Source data below:

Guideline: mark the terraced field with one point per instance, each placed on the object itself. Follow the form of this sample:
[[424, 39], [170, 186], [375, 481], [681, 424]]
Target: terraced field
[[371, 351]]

End of Source data.
Source data below:

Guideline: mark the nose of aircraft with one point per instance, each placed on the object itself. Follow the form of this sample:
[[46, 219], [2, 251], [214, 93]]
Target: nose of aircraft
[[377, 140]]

End of Source data.
Source data below:

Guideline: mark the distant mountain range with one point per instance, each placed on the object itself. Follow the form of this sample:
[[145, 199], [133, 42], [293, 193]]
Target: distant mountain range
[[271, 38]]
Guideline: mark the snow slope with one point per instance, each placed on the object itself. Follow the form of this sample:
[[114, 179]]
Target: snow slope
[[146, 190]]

End of Source data.

Task:
Copy every line of the records above that contains "each".

Written response:
Guideline: mark the terraced field with one point per instance, each placed on the object itself. Follow the form of this sample:
Guideline: mark the nose of aircraft with one point per instance, each placed on the object itself. Follow the form of this sample:
Guideline: mark the distant mountain range with one point per instance, each placed on the object itself. Follow the form of this sample:
Guideline: mark the snow slope with one point per instance, each placed on the object itself. Follow the form of this sample:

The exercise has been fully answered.